◆ What the exercise asks
Copy out the passage on the Stephen John Grant patent case word for word, beginning with the words "Assuming that the" and ending after the words "implementing the invention.".

◆ Supplied text
----------

The Hearing Officer stated that “legal loopholes” are inherently part of the law, and their application cannot give rise to an artificially created state of affairs any more than the application of any other part of Australian law. Furthermore, it was held that a fundamental property of law is that it is presumed to be known in its full extent, by all in society. Hence, there is no room for a discovery in the patentable sense within the realm of the laws of Australia. Additionally, it was held that all citizens are expected to obey the full range of law and therefore it is not appropriate to grant specific parties monopoly rights over certain aspects of Australian law. The Hearing Officer stated that “The law is for the populace at large; it is not for the use of one individual to the exclusion of all others who desire to follow the law”. On this basis, the Hearing Officer revoked the innovation patent. An appeal has been lodged.

Ramifications of Stephen John Grant Case for Patentees

Assuming that the reasoning of the Hearing Officer in the Stephen John Grant case is not overturned on appeal, it follows that objections are likely to be raised in relation to patent applications that attempt to establish a monopoly over a particular aspect of Australian law. It also follows that the Patent Office is now more likely to object that a business method-type invention is not for a ‘manner of manufacture’ if the invention is not defined in a manner that is capable of technological implementation. However, in many cases it may be possible to amend the patent specification to overcome such objections, particularly if the patent specification discloses a technological system for implementing the invention.

1.  Refer to U.S Patent No. 5,797,127 (a system for determining a price of an option to buy an airline ticket), U.S. Patent No. 5,960,411 (“one-click” method of placing a purchase order; the Amazon “one-click” patent), Australian Patent No. 712,925 (a smart-card based loyalty system), Australian Patent No. 733,969 (a conditional purchase offer management system).
2.  Stephen John Grant [2004] APO (26 May 2004).
3.  Australian Innovation Patent No. 2003100074.
4.  National Research Development Corporation (NRDC) v Commissioner of Patents (1959) 102 CLR 252.
5.  CCOM Pty Ltd v Jeijing Pty Ltd (1994) 51 FCR 260 in which it was stated that “The NRDC case … requires a mode or manner of achieving an end result which is an artificially created state of affairs of utility in the field of economic endeavour”.

----------

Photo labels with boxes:
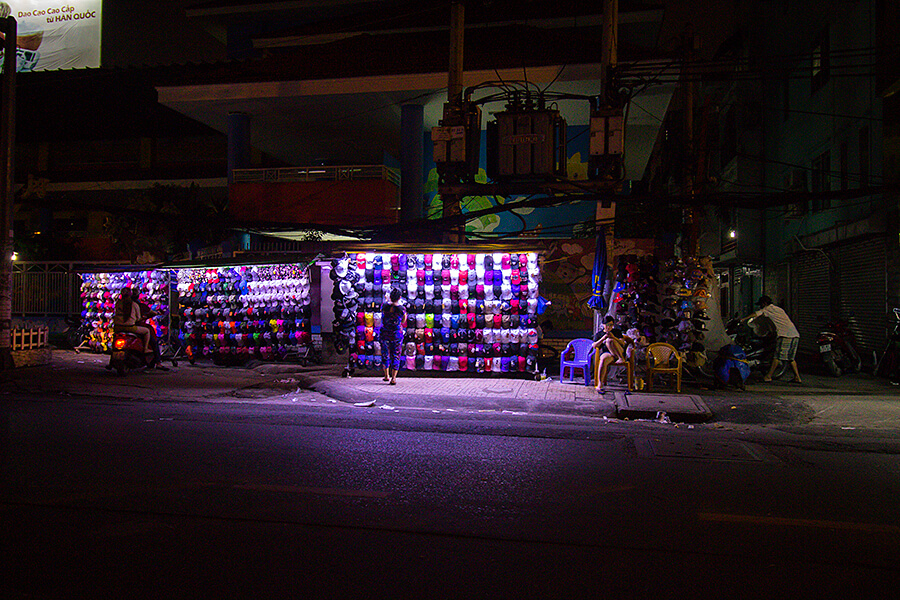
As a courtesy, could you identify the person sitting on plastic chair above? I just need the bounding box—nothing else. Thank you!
[592,317,634,393]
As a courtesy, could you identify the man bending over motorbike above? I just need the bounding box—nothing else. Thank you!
[741,296,803,383]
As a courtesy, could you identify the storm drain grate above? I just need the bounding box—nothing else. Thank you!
[648,438,763,462]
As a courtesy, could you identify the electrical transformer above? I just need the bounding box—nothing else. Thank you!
[431,103,481,182]
[487,109,566,181]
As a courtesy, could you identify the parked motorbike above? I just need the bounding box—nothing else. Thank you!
[816,317,862,377]
[875,308,900,385]
[725,319,787,379]
[106,331,149,376]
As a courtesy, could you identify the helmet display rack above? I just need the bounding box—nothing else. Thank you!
[607,255,714,359]
[331,252,541,374]
[177,264,312,363]
[81,269,172,352]
[81,264,313,363]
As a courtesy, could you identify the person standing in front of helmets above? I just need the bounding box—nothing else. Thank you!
[379,288,406,385]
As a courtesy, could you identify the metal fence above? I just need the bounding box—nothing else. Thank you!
[12,261,125,318]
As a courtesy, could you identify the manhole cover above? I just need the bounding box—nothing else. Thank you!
[648,438,762,462]
[616,392,712,421]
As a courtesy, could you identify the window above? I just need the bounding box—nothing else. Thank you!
[811,151,831,211]
[859,127,869,188]
[810,28,831,94]
[841,141,850,192]
[781,75,791,121]
[719,104,737,168]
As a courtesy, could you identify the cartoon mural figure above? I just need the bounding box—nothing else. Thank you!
[0,2,44,73]
[541,239,595,331]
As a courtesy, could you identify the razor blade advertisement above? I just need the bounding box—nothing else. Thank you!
[0,0,103,73]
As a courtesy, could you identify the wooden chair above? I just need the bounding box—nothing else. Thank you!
[559,338,595,385]
[647,342,682,394]
[597,352,634,392]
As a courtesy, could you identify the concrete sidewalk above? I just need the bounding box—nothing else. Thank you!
[0,350,900,432]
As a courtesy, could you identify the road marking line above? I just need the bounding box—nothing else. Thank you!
[697,513,900,535]
[231,483,390,498]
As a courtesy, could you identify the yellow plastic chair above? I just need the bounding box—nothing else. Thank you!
[647,342,682,394]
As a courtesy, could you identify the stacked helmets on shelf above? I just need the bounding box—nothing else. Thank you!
[81,269,170,352]
[336,253,541,373]
[610,255,661,360]
[178,264,312,362]
[660,257,714,353]
[330,256,361,354]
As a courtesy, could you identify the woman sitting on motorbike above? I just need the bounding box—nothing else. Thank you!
[113,288,153,356]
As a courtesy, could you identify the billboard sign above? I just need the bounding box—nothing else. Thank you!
[0,0,103,72]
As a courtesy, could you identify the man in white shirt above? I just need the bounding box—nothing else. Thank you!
[741,296,803,383]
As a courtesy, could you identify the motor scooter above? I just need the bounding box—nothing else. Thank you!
[106,331,150,377]
[816,317,862,377]
[725,319,787,379]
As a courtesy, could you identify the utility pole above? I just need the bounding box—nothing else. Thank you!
[0,17,17,370]
[681,24,700,256]
[441,0,466,244]
[592,0,619,331]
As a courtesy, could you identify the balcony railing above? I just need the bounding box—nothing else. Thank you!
[232,165,400,188]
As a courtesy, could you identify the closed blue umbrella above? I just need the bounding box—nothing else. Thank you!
[588,228,607,310]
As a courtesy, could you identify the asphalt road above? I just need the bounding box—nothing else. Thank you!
[0,397,900,598]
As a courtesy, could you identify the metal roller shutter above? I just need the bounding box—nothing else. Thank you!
[792,252,831,352]
[834,240,887,360]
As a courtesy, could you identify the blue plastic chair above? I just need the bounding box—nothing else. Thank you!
[559,338,596,385]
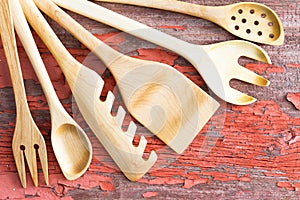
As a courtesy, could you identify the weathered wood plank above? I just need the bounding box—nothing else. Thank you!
[0,0,300,199]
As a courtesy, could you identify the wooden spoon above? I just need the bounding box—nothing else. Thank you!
[20,0,157,181]
[93,0,284,45]
[52,0,271,105]
[35,0,219,153]
[11,0,92,180]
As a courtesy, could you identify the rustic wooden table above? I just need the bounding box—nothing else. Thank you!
[0,0,300,199]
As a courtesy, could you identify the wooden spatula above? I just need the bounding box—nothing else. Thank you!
[35,0,219,153]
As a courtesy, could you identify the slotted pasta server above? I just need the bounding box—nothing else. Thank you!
[35,0,219,153]
[92,0,284,45]
[20,0,157,181]
[52,0,271,105]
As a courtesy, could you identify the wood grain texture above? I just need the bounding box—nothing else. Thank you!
[37,1,219,154]
[12,0,92,181]
[0,0,300,199]
[0,0,48,188]
[92,0,284,45]
[21,0,157,181]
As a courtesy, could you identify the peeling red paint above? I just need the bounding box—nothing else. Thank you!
[143,192,158,198]
[287,92,300,110]
[135,49,178,65]
[183,178,210,189]
[245,63,284,74]
[158,26,186,30]
[0,11,300,200]
[286,63,300,68]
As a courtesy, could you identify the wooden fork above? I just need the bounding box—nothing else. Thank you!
[52,0,271,105]
[0,0,48,188]
[20,0,157,181]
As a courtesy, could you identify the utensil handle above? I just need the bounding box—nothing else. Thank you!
[11,0,59,109]
[52,0,199,58]
[96,0,219,21]
[0,0,27,106]
[20,0,80,88]
[35,0,122,66]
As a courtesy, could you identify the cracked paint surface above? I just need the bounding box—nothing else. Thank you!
[0,1,300,200]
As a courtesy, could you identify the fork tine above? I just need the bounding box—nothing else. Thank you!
[13,146,27,188]
[234,65,270,86]
[37,140,49,185]
[233,40,272,64]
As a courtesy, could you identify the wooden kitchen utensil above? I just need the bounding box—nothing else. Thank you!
[20,0,157,181]
[93,0,284,45]
[52,0,271,105]
[35,0,219,153]
[0,0,48,188]
[11,0,92,180]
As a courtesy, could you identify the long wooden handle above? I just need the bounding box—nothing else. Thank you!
[52,0,200,60]
[11,0,60,109]
[20,0,80,88]
[35,0,122,66]
[92,0,220,21]
[0,0,27,108]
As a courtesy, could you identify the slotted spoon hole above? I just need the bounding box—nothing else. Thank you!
[260,13,267,18]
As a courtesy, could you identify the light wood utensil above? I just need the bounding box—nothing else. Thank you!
[52,0,271,105]
[0,0,48,188]
[35,0,219,153]
[12,0,92,180]
[92,0,284,45]
[21,0,157,181]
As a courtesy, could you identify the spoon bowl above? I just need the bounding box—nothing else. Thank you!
[225,2,284,45]
[11,0,92,180]
[51,123,91,180]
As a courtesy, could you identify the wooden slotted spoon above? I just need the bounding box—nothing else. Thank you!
[0,0,48,188]
[12,0,92,180]
[20,0,157,181]
[52,0,271,105]
[93,0,284,45]
[35,0,219,153]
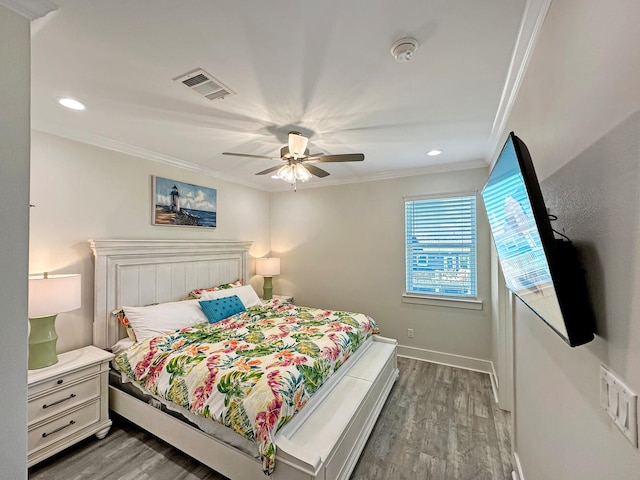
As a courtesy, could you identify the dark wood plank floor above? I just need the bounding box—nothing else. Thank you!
[29,358,512,480]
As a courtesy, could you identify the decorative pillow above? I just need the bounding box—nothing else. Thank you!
[201,285,261,308]
[200,295,247,323]
[185,279,242,300]
[122,300,209,342]
[111,308,136,342]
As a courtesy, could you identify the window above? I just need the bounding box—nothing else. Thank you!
[405,195,477,298]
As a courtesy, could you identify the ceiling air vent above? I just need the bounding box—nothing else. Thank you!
[174,68,236,100]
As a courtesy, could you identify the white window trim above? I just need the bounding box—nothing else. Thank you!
[402,292,484,310]
[402,189,484,302]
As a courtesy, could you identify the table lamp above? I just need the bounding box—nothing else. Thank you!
[256,258,280,300]
[29,273,81,370]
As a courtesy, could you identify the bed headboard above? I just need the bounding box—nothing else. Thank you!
[89,240,252,348]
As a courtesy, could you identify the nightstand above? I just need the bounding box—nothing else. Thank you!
[28,346,113,467]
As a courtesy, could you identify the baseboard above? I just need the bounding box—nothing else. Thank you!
[512,452,524,480]
[398,345,495,376]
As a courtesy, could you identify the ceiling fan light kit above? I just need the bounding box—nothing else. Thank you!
[222,132,364,188]
[391,37,420,63]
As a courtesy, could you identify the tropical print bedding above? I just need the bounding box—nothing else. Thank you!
[115,299,378,474]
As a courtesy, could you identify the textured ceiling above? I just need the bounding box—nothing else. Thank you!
[32,0,525,191]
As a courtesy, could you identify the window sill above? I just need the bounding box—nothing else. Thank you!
[402,293,483,310]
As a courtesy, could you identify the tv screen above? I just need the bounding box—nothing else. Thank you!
[482,132,593,346]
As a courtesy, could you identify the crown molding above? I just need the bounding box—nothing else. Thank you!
[33,128,270,192]
[486,0,553,167]
[0,0,58,20]
[268,160,487,193]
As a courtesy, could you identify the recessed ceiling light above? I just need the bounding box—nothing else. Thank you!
[58,98,85,110]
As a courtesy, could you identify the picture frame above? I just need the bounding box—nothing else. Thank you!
[151,175,218,228]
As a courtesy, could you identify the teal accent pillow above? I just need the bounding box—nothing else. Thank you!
[200,295,247,323]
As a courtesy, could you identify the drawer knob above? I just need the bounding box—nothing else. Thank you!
[42,420,76,438]
[42,394,76,408]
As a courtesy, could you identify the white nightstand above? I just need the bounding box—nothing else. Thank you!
[28,346,113,467]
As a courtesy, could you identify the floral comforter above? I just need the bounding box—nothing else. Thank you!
[115,300,378,474]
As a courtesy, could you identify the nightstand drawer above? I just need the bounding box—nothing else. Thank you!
[28,399,100,454]
[28,376,100,425]
[29,364,100,398]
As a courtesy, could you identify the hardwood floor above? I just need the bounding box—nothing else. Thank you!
[29,358,512,480]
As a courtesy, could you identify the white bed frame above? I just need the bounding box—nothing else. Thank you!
[89,240,398,480]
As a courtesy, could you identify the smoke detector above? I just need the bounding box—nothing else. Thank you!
[391,37,419,63]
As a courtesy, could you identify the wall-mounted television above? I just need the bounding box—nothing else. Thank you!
[482,132,594,347]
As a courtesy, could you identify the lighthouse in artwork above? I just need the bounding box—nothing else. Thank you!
[171,185,180,213]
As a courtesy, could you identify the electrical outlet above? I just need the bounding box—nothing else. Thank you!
[600,365,638,448]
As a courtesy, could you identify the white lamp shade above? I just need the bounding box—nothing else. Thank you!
[29,275,81,318]
[256,258,280,277]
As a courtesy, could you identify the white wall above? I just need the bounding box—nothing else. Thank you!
[0,6,31,480]
[29,132,270,352]
[271,168,491,360]
[509,0,640,480]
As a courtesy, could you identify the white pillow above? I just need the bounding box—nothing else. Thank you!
[122,298,208,342]
[200,285,262,308]
[111,337,136,355]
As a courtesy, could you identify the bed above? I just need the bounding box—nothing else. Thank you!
[90,240,398,480]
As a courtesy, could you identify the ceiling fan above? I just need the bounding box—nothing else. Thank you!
[222,132,364,186]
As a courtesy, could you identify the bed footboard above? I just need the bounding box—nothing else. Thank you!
[110,336,398,480]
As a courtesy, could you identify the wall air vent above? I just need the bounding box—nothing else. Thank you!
[173,68,236,100]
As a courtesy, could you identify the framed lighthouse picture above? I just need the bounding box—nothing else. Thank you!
[151,176,217,228]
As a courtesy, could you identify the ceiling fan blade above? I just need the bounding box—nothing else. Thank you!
[304,162,329,178]
[309,153,364,162]
[256,165,282,175]
[222,152,280,160]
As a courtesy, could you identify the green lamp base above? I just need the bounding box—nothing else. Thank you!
[29,315,58,370]
[262,277,273,300]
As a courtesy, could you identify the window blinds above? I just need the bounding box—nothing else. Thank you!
[405,196,477,297]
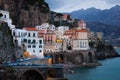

----------

◆ Problem solution
Assuming that the reasoning of the Hearing Officer in the Stephen John Grant case is not overturned on appeal, it follows that objections are likely to be raised in relation to patent applications that attempt to establish a monopoly over a particular aspect of Australian law. It also follows that the Patent Office is now more likely to object that a business method-type invention is not for a ‘manner of manufacture’ if the invention is not defined in a manner that is capable of technological implementation. However, in many cases it may be possible to amend the patent specification to overcome such objections, particularly if the patent specification discloses a technological system for implementing the invention.